**YOUR TASK**
From the passage on presidential rankings below, reproduce word for word the part starting at "I will say this: it" and ending at "politics, or economics.".

**PROVIDED TEXT**
--- --- ---
I will say this: it is profoundly weird how “conservatives” such as JKB can both deride FDR and the post-WWII modern state and still also pine for American Greatness as defined by the post-WWII era, the 1950s in particular.
It is as if they really don’t understand history, politics, or economics.
@DK: I seem to recall that there was the usual convention of historians during Trump I, they did the usual survey ranking presidents, and Trump came in near last. Unlikely to change.
Decades ago, pre-internet so I can’t find it, a historian did an essay on the then current historians’ prez ranking. He noted that the highly rated prezes generally had three things in common. One, unfortunately, was a successful war. Another was that they were for the most part professional pols who had come up through local politics and had learned to let everyone have a piece of the pie. The third was a serious amateur interest in history, which gave them a grounding in how things should work.
Trump may yet arrange a war, but the other two are beyond his comprehension, much less his accomplishment.
--- --- ---
**DATASET**
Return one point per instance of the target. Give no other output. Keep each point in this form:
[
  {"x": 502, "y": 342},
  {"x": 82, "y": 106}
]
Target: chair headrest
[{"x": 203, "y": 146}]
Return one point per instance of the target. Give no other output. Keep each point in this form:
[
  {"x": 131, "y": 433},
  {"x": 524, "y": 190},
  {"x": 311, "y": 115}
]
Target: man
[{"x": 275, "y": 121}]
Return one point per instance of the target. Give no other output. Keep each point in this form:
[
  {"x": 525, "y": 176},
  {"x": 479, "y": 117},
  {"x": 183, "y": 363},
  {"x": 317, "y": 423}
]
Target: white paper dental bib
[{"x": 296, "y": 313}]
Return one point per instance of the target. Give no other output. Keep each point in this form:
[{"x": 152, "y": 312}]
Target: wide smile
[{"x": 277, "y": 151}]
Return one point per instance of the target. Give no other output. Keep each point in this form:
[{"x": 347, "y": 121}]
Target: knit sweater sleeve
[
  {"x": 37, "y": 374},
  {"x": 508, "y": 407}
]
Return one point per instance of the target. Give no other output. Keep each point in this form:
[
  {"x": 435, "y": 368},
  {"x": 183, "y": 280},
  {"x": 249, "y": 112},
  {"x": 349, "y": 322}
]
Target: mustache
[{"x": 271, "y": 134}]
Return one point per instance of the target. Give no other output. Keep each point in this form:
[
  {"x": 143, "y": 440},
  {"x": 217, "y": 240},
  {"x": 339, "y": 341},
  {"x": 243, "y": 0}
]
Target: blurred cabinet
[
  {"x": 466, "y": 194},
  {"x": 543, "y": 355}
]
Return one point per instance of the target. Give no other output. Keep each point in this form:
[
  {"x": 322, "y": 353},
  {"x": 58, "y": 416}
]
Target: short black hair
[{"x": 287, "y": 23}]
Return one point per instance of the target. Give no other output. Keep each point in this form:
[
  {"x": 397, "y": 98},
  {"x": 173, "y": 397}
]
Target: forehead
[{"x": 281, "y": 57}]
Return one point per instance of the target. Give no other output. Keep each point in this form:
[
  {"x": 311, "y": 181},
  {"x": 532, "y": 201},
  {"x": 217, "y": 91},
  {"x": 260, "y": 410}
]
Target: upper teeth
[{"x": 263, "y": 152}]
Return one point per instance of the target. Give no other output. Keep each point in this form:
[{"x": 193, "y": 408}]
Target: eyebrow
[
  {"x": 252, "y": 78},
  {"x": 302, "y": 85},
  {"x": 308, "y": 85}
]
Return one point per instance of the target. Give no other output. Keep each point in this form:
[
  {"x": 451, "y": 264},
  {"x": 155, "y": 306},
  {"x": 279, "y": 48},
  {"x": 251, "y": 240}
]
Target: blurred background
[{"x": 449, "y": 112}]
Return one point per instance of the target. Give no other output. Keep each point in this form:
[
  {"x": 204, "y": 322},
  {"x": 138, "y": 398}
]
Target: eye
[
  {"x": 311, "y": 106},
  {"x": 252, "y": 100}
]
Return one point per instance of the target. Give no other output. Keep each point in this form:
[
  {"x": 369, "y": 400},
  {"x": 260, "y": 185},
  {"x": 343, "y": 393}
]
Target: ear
--- --- ---
**YOUR SOLUTION**
I will say this: it is profoundly weird how “conservatives” such as JKB can both deride FDR and the post-WWII modern state and still also pine for American Greatness as defined by the post-WWII era, the 1950s in particular.
It is as if they really don’t understand history, politics, or economics.